[Bounding-box records]
──────────────────────────────

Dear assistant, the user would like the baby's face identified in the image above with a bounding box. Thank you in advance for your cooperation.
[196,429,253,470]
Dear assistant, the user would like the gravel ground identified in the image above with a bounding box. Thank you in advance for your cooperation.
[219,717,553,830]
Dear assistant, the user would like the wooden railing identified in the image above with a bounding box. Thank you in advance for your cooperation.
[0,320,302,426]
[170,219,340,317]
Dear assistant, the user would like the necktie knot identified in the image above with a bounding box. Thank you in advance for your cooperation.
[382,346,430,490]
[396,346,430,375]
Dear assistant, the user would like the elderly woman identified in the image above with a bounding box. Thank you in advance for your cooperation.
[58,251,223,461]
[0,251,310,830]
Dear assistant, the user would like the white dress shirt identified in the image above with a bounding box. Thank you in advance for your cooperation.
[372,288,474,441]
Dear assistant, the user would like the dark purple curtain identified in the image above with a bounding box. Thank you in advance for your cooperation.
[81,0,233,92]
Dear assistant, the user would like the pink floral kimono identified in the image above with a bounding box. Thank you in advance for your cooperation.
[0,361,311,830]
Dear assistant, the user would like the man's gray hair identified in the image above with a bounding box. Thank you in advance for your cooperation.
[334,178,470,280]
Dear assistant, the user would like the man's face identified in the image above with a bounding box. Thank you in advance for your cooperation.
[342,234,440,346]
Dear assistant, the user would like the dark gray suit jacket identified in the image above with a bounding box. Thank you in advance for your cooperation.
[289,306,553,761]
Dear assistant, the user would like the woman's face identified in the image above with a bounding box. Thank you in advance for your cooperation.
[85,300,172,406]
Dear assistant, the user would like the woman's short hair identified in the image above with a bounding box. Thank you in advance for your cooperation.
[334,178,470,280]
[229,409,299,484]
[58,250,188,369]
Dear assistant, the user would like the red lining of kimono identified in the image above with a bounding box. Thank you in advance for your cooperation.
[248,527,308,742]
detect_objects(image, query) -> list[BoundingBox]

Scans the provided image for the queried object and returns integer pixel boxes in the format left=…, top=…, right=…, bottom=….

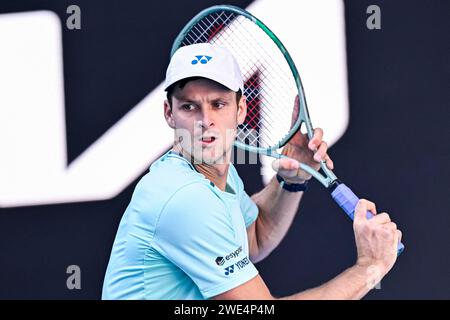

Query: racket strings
left=181, top=11, right=298, bottom=148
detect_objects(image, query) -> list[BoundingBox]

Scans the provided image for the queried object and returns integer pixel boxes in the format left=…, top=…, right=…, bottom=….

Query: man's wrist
left=276, top=174, right=308, bottom=192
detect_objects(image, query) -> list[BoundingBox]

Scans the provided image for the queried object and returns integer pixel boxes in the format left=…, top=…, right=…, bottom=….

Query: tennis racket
left=171, top=5, right=404, bottom=254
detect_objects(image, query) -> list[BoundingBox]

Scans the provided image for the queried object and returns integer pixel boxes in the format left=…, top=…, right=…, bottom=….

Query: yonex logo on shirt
left=225, top=264, right=234, bottom=276
left=216, top=257, right=225, bottom=266
left=224, top=257, right=250, bottom=276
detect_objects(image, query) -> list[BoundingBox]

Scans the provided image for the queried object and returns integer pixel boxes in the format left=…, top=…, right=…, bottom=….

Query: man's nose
left=199, top=108, right=214, bottom=128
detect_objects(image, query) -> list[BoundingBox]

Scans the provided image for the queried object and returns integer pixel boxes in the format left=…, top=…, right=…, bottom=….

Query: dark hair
left=167, top=77, right=242, bottom=109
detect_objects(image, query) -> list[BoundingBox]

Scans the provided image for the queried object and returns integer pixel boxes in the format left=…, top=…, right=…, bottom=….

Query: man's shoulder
left=133, top=156, right=221, bottom=211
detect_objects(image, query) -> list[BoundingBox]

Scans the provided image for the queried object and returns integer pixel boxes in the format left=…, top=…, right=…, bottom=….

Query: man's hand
left=353, top=199, right=402, bottom=276
left=272, top=96, right=334, bottom=183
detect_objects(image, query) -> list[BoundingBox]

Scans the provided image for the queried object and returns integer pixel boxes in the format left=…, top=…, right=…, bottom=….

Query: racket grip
left=331, top=183, right=405, bottom=255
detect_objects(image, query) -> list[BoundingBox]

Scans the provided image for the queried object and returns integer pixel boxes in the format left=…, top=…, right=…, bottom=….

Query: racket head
left=171, top=5, right=313, bottom=158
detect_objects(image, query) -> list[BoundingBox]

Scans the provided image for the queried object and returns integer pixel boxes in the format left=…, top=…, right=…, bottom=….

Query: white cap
left=164, top=43, right=244, bottom=92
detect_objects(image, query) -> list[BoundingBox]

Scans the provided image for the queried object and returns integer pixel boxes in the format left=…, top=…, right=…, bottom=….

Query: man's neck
left=172, top=146, right=230, bottom=191
left=195, top=163, right=230, bottom=191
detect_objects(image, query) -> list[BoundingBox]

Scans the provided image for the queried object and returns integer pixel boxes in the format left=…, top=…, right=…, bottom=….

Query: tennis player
left=102, top=44, right=401, bottom=299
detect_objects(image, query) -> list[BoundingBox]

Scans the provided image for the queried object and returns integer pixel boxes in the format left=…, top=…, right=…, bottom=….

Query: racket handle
left=331, top=183, right=405, bottom=255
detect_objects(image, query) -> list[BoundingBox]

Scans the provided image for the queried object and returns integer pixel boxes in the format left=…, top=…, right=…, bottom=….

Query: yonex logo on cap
left=191, top=56, right=212, bottom=65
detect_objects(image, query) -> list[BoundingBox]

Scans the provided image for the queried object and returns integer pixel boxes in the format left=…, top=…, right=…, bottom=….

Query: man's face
left=164, top=79, right=247, bottom=164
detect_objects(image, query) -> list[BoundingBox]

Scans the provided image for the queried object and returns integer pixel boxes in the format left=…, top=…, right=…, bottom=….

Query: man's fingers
left=355, top=199, right=377, bottom=222
left=372, top=212, right=391, bottom=224
left=308, top=128, right=323, bottom=151
left=314, top=141, right=328, bottom=162
left=272, top=158, right=299, bottom=172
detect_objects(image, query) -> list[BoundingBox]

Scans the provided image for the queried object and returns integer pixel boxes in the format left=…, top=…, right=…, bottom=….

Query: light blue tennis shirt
left=102, top=151, right=258, bottom=299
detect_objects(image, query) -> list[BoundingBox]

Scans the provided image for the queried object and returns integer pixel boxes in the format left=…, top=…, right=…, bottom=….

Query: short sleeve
left=230, top=165, right=259, bottom=228
left=154, top=183, right=258, bottom=298
left=240, top=189, right=258, bottom=228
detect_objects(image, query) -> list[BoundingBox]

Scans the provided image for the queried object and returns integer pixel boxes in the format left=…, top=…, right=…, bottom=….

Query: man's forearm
left=282, top=265, right=381, bottom=300
left=251, top=177, right=303, bottom=261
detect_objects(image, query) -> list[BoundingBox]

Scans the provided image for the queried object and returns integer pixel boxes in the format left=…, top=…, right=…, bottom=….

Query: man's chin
left=194, top=150, right=228, bottom=165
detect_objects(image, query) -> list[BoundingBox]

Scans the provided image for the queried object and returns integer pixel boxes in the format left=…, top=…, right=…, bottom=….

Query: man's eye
left=216, top=102, right=226, bottom=109
left=181, top=103, right=195, bottom=111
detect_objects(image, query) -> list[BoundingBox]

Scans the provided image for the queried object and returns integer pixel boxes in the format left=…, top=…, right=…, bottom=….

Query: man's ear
left=164, top=100, right=175, bottom=129
left=237, top=96, right=247, bottom=125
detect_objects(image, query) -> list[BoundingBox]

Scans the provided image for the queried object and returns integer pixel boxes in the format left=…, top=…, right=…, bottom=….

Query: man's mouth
left=200, top=137, right=216, bottom=144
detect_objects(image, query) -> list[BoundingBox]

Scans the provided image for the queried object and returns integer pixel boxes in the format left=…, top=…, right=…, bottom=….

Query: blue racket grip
left=331, top=183, right=405, bottom=255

──────────────────────────────

Rewrite all of the data above, substituting "located" for each instance of "identified" and leaving everything else unchanged. Omit the images from your answer.

Dear assistant, the user would like the baby's face located in the image above with a bounding box. Thank you in advance for your cooperation.
[196,429,253,470]
Dear assistant, the user would like the gravel ground located in the image above with a bounding box. Thank you in advance for your cooperation.
[219,717,553,830]
Dear assistant, the user would like the wooden railing located in the image above with a bounding box. Thank you in advance for your cooperation.
[0,320,302,426]
[170,219,340,317]
Dear assistant, the user would like the necktie knot located in the image above with a bounding box. Thank you in advance for your cooperation.
[382,346,430,490]
[396,346,430,375]
Dear assistant, the user would like the elderly woman located in the image above with a bounding box. Thank you in advance for your cooperation.
[58,251,223,461]
[0,251,310,830]
Dear assistant, the user would like the white dress shirt located in the image above with a bounding box. Thank you in advance for your cooperation.
[372,288,474,441]
Dear assistant, the user would like the dark purple curtain located in the image above with a bounding box. Thank you in advance for your cooperation.
[81,0,233,92]
Dear assistant, the user would like the pink floral kimono located in the image above with a bounding box. Thank you in advance for your cooperation.
[0,361,311,830]
Dear assistant, the user would like the man's gray hair located in the image above with a bounding box. Thank you in advance for your cooperation.
[334,178,470,280]
Dear assistant, the user would like the man's face located in the image above with a bounding box. Thank you in advance for your cooperation.
[342,234,440,346]
Dear assistant, the user would like the dark gray suit jacket located in the image above with a bounding box. Thank you in advance for your cooperation.
[289,306,553,761]
Dear assistant, the user would like the woman's face located in the image above with a bounding box. Thank you in advance for your cooperation.
[85,300,172,406]
Dear assistant, the user would like the woman's short hair located in the image above with a bounding box. Thank you in advance for your cooperation.
[334,178,470,280]
[229,409,299,484]
[58,250,188,369]
Dear assistant, the user would like the red lining of kimono located in the image above with a bounding box. Thank you in advance for your cooperation.
[248,527,308,742]
detect_objects(image, query) -> list[BoundingBox]

Scans the provided image for the queried object and returns integer pixel boxes in the format left=…, top=…, right=…, bottom=….


Query: racket strings
left=181, top=11, right=298, bottom=148
detect_objects(image, query) -> list[BoundingBox]

Scans the provided image for the queried object and returns integer pixel boxes in the format left=…, top=…, right=…, bottom=….

Query: man's wrist
left=276, top=174, right=308, bottom=192
detect_objects(image, query) -> list[BoundingBox]

Scans the provided image for the queried object and returns integer pixel boxes in the format left=…, top=…, right=…, bottom=….

Query: tennis racket
left=171, top=5, right=404, bottom=254
detect_objects(image, query) -> list[BoundingBox]

Scans the provided image for the queried object and returns integer pixel boxes in the format left=…, top=…, right=…, bottom=….

Query: yonex logo on shirt
left=225, top=264, right=234, bottom=276
left=216, top=257, right=225, bottom=266
left=224, top=257, right=250, bottom=276
detect_objects(image, query) -> list[BoundingBox]

Scans the provided image for the queried object and returns integer pixel boxes in the format left=…, top=…, right=…, bottom=….

Query: man's nose
left=199, top=108, right=214, bottom=128
detect_objects(image, query) -> list[BoundingBox]

Scans the provided image for the queried object and returns integer pixel boxes in the format left=…, top=…, right=…, bottom=….

Query: dark hair
left=167, top=77, right=242, bottom=109
detect_objects(image, query) -> list[BoundingBox]

Scans the provided image for the queried object and returns integer pixel boxes in the format left=…, top=…, right=…, bottom=….

Query: man's shoulder
left=133, top=156, right=221, bottom=211
detect_objects(image, query) -> list[BoundingBox]

Scans the provided image for the queried object and returns integer pixel boxes in the format left=…, top=…, right=…, bottom=….

Query: man's hand
left=353, top=199, right=402, bottom=276
left=272, top=96, right=334, bottom=183
detect_objects(image, query) -> list[BoundingBox]

Scans the provided image for the queried object and returns integer pixel boxes in the format left=…, top=…, right=…, bottom=….

Query: racket grip
left=331, top=183, right=405, bottom=255
detect_objects(image, query) -> list[BoundingBox]

Scans the provided image for the queried object and returns integer pixel boxes in the format left=…, top=…, right=…, bottom=….

Query: racket head
left=171, top=5, right=313, bottom=158
detect_objects(image, query) -> list[BoundingBox]

Scans the provided image for the queried object and returns integer pixel boxes in the format left=…, top=…, right=…, bottom=….

Query: white cap
left=164, top=43, right=244, bottom=92
detect_objects(image, query) -> list[BoundingBox]

Scans the provided image for the queried object and returns integer pixel boxes in the format left=…, top=…, right=…, bottom=….

Query: man's neck
left=172, top=146, right=230, bottom=191
left=195, top=163, right=230, bottom=191
detect_objects(image, query) -> list[BoundingBox]

Scans the provided image for the queried object and returns integer pixel boxes in the format left=…, top=…, right=…, bottom=….

Query: tennis player
left=102, top=44, right=401, bottom=299
detect_objects(image, query) -> list[BoundingBox]

Scans the provided image for the queried object and returns integer pixel boxes in the format left=…, top=…, right=…, bottom=….

Query: racket handle
left=331, top=183, right=405, bottom=255
detect_objects(image, query) -> list[BoundingBox]

Scans the provided image for the queried object and returns integer pixel boxes in the format left=…, top=…, right=…, bottom=….

Query: yonex logo on cap
left=191, top=56, right=212, bottom=65
detect_objects(image, query) -> list[BoundingBox]

Scans the provided image for the queried object and returns integer pixel boxes in the format left=…, top=…, right=…, bottom=….

Query: man's face
left=164, top=79, right=247, bottom=164
detect_objects(image, query) -> list[BoundingBox]

Scans the provided image for the queried object and returns integer pixel boxes in the format left=…, top=…, right=…, bottom=….

Query: man's fingers
left=355, top=199, right=377, bottom=222
left=372, top=212, right=391, bottom=224
left=308, top=128, right=323, bottom=151
left=314, top=141, right=328, bottom=162
left=272, top=158, right=299, bottom=172
detect_objects(image, query) -> list[BoundingBox]

Scans the provided image for the queried object and returns integer pixel boxes in the format left=…, top=…, right=…, bottom=….

Query: light blue tennis shirt
left=102, top=151, right=258, bottom=299
detect_objects(image, query) -> list[BoundingBox]

Scans the provided image for the queried object and returns integer pixel boxes in the format left=…, top=…, right=…, bottom=….

Query: short sleeve
left=230, top=165, right=259, bottom=228
left=154, top=183, right=258, bottom=298
left=240, top=189, right=258, bottom=228
detect_objects(image, query) -> list[BoundingBox]

Scans the provided image for the queried object and returns integer pixel boxes in the format left=…, top=…, right=…, bottom=….

Query: man's forearm
left=282, top=265, right=381, bottom=300
left=251, top=177, right=303, bottom=261
detect_objects(image, query) -> list[BoundingBox]

Scans the provided image for the queried object and returns integer pixel boxes in the format left=…, top=…, right=…, bottom=….

Query: man's chin
left=194, top=150, right=228, bottom=165
detect_objects(image, query) -> list[BoundingBox]

Scans the provided image for the queried object and returns integer pixel boxes in the format left=…, top=…, right=…, bottom=….

Query: man's eye
left=216, top=102, right=226, bottom=109
left=181, top=103, right=195, bottom=111
detect_objects(image, query) -> list[BoundingBox]

Scans the provided image for the queried object and returns integer pixel boxes in the format left=…, top=…, right=…, bottom=….

Query: man's ear
left=164, top=100, right=175, bottom=129
left=237, top=96, right=247, bottom=125
detect_objects(image, query) -> list[BoundingBox]

Scans the provided image for the queried object and returns integer pixel boxes in the format left=…, top=…, right=…, bottom=….

Query: man's mouth
left=200, top=137, right=216, bottom=144
detect_objects(image, query) -> list[BoundingBox]

Scans the provided image for the queried object and returns integer pixel boxes in the format left=…, top=…, right=…, bottom=….

Query: blue racket grip
left=331, top=183, right=405, bottom=255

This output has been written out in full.